**TASK DESCRIPTION**
Work through the material below line by line and say how many lines include the word "white". Only the number, please.

Segment Start: STUDY MATERIAL

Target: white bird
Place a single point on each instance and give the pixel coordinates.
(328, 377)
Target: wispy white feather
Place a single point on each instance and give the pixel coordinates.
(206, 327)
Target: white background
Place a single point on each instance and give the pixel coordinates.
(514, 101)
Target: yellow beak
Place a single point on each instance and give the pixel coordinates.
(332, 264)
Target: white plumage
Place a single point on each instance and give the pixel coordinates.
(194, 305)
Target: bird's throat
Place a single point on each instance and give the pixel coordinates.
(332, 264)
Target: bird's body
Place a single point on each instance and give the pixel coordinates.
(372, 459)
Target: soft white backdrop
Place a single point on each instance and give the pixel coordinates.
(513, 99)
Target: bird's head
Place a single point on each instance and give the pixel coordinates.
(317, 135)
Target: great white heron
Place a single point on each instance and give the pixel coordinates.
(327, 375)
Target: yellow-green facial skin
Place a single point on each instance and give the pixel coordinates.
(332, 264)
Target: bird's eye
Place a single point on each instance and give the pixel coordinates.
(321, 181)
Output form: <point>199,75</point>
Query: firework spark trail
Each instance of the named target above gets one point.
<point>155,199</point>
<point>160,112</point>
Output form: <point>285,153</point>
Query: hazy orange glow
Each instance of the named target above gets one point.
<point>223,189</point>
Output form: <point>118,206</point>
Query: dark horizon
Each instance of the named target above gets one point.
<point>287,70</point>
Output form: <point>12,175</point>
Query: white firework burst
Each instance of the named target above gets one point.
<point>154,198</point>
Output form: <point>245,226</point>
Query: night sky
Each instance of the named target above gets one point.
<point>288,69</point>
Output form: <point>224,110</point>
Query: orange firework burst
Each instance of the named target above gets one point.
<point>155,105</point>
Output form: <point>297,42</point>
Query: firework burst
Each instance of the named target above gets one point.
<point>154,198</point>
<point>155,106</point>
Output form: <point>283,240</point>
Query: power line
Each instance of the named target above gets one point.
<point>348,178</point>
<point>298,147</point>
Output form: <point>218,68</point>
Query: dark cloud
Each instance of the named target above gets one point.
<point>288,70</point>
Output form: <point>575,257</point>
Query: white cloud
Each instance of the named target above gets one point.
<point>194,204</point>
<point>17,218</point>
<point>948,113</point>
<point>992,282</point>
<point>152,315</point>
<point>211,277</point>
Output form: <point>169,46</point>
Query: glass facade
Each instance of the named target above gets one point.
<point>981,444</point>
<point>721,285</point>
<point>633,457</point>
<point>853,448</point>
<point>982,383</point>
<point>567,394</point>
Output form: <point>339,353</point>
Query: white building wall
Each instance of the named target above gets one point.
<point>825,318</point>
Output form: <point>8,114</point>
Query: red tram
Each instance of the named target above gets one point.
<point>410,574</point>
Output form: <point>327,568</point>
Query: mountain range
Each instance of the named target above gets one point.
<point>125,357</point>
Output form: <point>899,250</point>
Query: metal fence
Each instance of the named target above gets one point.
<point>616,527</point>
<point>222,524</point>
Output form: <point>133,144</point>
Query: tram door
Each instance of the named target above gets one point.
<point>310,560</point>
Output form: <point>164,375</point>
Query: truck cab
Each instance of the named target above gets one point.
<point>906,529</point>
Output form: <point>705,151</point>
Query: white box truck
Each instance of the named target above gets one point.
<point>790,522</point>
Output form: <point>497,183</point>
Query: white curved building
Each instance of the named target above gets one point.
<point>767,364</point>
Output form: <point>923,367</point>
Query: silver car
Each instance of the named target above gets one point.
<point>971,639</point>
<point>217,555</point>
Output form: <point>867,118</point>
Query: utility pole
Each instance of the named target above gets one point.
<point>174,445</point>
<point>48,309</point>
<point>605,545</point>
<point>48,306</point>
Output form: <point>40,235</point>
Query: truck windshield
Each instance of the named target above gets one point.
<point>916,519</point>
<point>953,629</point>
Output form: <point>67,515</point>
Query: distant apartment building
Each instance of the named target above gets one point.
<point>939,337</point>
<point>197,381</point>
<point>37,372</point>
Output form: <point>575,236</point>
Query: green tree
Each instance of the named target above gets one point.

Segment End: STUDY MATERIAL

**RESPONSE BOX**
11